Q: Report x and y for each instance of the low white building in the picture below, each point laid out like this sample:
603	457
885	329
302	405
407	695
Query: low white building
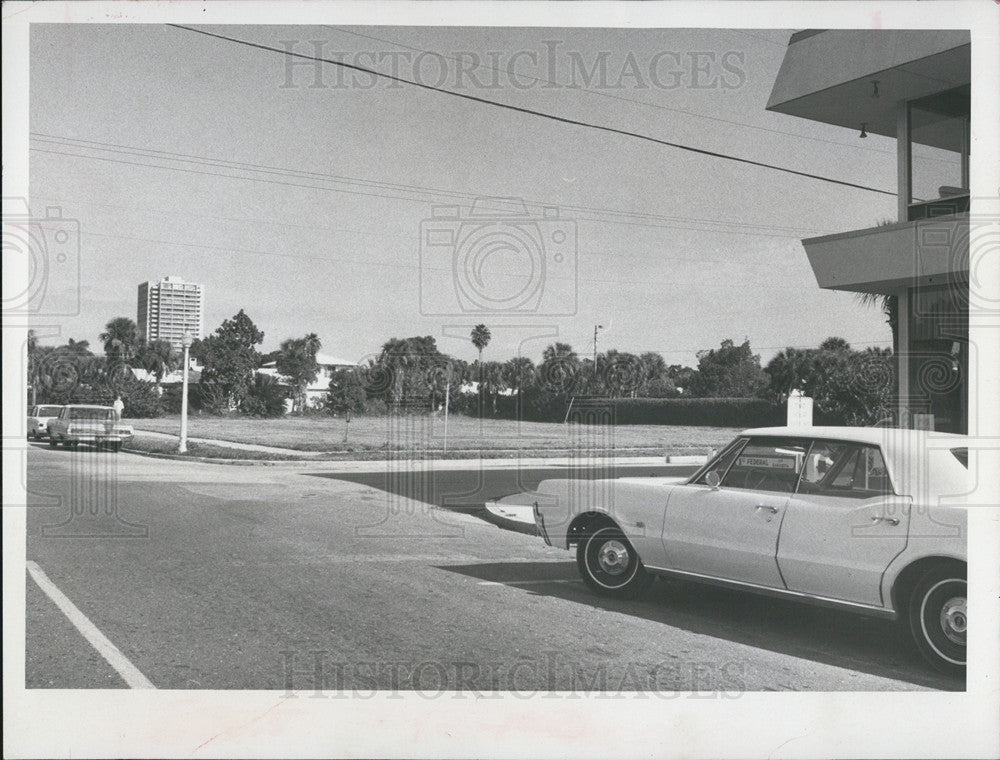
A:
316	391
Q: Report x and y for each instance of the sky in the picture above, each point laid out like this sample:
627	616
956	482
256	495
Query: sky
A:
338	203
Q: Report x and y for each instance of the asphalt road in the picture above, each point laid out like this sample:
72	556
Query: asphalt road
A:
467	490
221	577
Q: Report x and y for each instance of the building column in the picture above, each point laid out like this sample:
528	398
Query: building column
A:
903	159
903	358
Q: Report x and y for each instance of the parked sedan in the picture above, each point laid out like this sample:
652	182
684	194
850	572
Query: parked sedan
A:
88	423
870	520
39	418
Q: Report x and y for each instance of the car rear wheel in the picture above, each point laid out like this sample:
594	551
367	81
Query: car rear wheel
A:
609	564
938	618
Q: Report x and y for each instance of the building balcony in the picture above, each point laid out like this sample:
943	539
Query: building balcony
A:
887	258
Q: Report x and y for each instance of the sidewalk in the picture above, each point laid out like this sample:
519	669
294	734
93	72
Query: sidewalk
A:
228	444
398	461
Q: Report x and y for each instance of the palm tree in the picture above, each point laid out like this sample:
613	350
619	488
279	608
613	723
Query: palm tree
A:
889	306
481	339
519	373
493	381
121	339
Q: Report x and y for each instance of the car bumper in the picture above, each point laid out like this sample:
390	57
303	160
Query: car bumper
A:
98	438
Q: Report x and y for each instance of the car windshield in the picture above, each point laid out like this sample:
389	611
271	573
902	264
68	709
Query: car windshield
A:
98	415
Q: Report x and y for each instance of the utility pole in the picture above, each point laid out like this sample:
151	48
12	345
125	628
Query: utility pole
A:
596	328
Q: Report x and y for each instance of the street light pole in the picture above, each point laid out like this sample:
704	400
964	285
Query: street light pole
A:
186	341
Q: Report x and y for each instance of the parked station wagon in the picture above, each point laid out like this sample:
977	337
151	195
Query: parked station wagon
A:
867	519
88	423
39	418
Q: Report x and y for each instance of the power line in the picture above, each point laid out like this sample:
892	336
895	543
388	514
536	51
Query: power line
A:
658	106
212	162
412	200
532	112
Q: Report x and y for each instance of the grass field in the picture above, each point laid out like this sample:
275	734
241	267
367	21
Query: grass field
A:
426	433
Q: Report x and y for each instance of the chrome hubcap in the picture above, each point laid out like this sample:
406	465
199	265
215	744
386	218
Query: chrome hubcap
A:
954	619
613	557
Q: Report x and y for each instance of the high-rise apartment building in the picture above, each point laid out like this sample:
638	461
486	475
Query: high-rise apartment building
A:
169	308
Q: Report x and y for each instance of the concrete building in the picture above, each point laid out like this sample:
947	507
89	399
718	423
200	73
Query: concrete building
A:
169	308
913	86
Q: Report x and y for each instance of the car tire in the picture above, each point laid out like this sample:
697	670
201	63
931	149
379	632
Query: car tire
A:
610	565
938	619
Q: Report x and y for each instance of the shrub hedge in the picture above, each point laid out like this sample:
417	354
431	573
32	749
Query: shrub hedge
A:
713	412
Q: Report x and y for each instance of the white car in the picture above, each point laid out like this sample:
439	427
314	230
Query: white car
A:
88	423
39	418
871	520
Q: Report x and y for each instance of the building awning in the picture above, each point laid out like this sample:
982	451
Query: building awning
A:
829	75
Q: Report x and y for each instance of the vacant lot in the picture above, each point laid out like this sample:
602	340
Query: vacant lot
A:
420	433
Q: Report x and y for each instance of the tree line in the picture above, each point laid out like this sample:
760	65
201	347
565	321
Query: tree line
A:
413	375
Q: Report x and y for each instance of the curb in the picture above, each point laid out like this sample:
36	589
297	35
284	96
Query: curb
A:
211	460
507	524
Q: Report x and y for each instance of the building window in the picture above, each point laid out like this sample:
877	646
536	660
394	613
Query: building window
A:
938	355
939	154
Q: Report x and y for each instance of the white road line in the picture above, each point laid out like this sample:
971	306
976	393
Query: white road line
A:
98	640
528	583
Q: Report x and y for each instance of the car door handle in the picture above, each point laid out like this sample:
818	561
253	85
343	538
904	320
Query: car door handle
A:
890	520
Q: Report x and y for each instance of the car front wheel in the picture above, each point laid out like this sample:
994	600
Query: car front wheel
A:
938	618
610	565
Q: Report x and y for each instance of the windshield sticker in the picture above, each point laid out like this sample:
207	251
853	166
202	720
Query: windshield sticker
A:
771	463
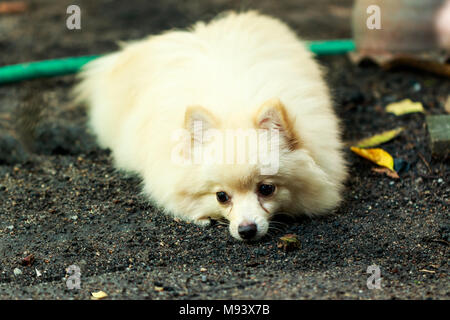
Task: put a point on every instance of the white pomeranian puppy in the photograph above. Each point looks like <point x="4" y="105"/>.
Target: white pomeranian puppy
<point x="172" y="106"/>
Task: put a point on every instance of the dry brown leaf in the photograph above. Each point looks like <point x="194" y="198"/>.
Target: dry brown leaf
<point x="98" y="295"/>
<point x="386" y="171"/>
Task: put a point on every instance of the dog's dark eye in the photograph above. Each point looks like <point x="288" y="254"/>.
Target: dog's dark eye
<point x="266" y="189"/>
<point x="222" y="197"/>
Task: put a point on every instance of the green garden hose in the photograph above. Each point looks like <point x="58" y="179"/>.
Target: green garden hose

·····

Exercise goal ▸ For this exercise, return the records above in full and exactly, omitting the images.

Exercise response ▸
Q: Report x and y for each instance of the low white building in the picture below, each point laid out like this sample:
603	457
885	329
302	405
407	695
Query: low white building
A:
316	391
Q: Report x and y for each instance of the sky in the picture above, each point laid out like this sample:
627	616
956	482
256	495
Query: sky
A:
338	203
Q: Report x and y for each instance of the asphalt road in the picture above, each point laid out like this sample:
72	556
Query: asphalt road
A:
467	490
221	577
Q: Report x and y for each instance of the building column in the picture above, each point laid out like this sample:
528	398
Query: building column
A:
903	159
903	358
Q: Report x and y for each instance of the parked sedan in the picture above, each point laid out like this sample:
652	182
684	194
850	572
Query: parked sedan
A:
88	423
870	520
39	418
Q: Report x and y for each instance of the car rear wheel in the picture above, each point laid out like this sample:
594	551
367	81
Query: car rear wheel
A:
609	564
938	618
Q: Report x and y for each instance of the building balcony in the picture above, each point laid out like this sample:
943	539
Query: building balcony
A:
887	258
Q: Report x and y for each instance of the sidewalk in the picture above, each point laid out like this sample:
519	669
294	734
93	72
Query: sidewalk
A:
228	444
398	461
Q: Report x and y for each instance of the palm tree in the picture above, each point laid out like this sample:
613	350
619	488
279	608
613	723
Query: palm tree
A:
889	306
481	339
519	373
493	381
121	339
Q: Report x and y for each instance of the car bumper in the picture above, each point laid out like this sample:
390	57
303	160
Query: car bumper
A:
98	438
Q: Report x and y for each instance of the car windshield in the picture above, each point laid out like this sample:
389	611
271	573
902	264
68	709
Query: car windshield
A:
98	415
Q: Report x and y for each instance of the utility pole in the picture above, each point laid out like this sample:
151	48
12	345
125	628
Query: utility pole
A:
596	328
Q: Report x and y for each instance of the street light pole in the picture above, each point laid out like this sample:
704	400
964	285
Query: street light pole
A:
186	341
Q: Report x and y for each instance of the parked station wagon in the picture above, each point laid out like this sample:
977	337
151	195
Query: parked station wagon
A:
867	519
88	423
39	418
Q: Report x and y for each instance of the power line in the picture above, each point laid out like this sample:
892	336
895	543
388	514
536	51
Query: power line
A:
658	106
212	162
412	200
532	112
Q: Report x and y for each instance of the grass field in the picture above, each point laid out like this sample:
275	734
241	267
367	21
Query: grass field
A:
426	433
Q: Report x and y for each instance of the chrome hubcap in the picture above, each point laid out like this sample:
406	465
199	265
215	744
386	218
Query: chrome hubcap
A:
954	619
613	557
Q: Report x and y for each instance of the high-rise apartment building in the picture above, each point laid out like this sample:
638	461
486	475
Query: high-rise apartment building
A:
169	308
Q: Report x and y for each instance of the concrete building in the picture above, each point laid out like this sample:
947	507
89	399
718	423
200	73
Query: concrete building
A:
169	308
913	86
Q: Report x and y for each instance of the car tire in the picture above, each point laid out like this sample:
697	670
201	63
931	149
379	632
Query: car tire
A:
610	565
938	619
Q: Report x and y for each instance of the shrub hedge in the picture above, each point laid out like this sample:
417	354
431	573
32	749
Query: shrub hedge
A:
713	412
Q: Report x and y for each instance of the white car in the picture above, each point laid out like this sample:
439	427
314	230
Query: white car
A:
88	423
39	418
871	520
Q: Report x and y for each instance of the building awning in the picture above, each point laid out like this sample:
982	451
Query: building awning
A:
829	75
Q: Report x and y for each instance of the vacant lot in the picture above, each point laid out like this sample:
602	340
Query: vacant lot
A:
420	433
Q: Report x and y for each instance of the tree line in the picture above, each point laid out like this sample:
760	65
201	347
565	321
Query: tree line
A:
413	375
Q: Report x and y for each instance of the curb in the picture above, each point laid out like this sample:
36	589
297	35
284	96
Query: curb
A:
211	460
507	524
Q: Report x and y for each instance of the building window in the picture above, each point laid out like this sample:
877	646
536	660
394	613
Query: building window
A:
938	355
939	154
Q: Report x and y for each instance of the white road line in the picture above, each point laid out like this sample:
971	306
976	393
Query: white road line
A:
98	640
528	583
Q: Report x and y for each instance of the car door handle in the picture above, each point laid out like this sample:
818	561
253	85
343	538
904	320
Query: car door handle
A:
890	520
Q: Report x and y for each instance of the car front wheel in the picture above, each point laid out like this sample:
994	600
Query: car front wheel
A:
938	618
610	565
Q: Report x and y for each instance of the windshield sticker in the picture above, each point laid out like this sample:
207	251
853	166
202	720
Query: windshield sticker
A:
771	463
Task: put a point on every instance of the white pomeranian puppy in the photograph above. Each point looks like <point x="4" y="105"/>.
Target: white pomeranian puppy
<point x="172" y="106"/>
Task: put a point on every instance of the dry brown leaf in the photograph above. Each point looks like <point x="194" y="198"/>.
Target: dry brown leaf
<point x="98" y="295"/>
<point x="386" y="171"/>
Task: put a point on every instance of the dog's dark eye in the photograph above. Each point looks like <point x="288" y="254"/>.
Target: dog's dark eye
<point x="266" y="189"/>
<point x="222" y="197"/>
Task: put a point on every instance of the green garden hose in the photograph above. Each point looks like <point x="58" y="179"/>.
Target: green garden hose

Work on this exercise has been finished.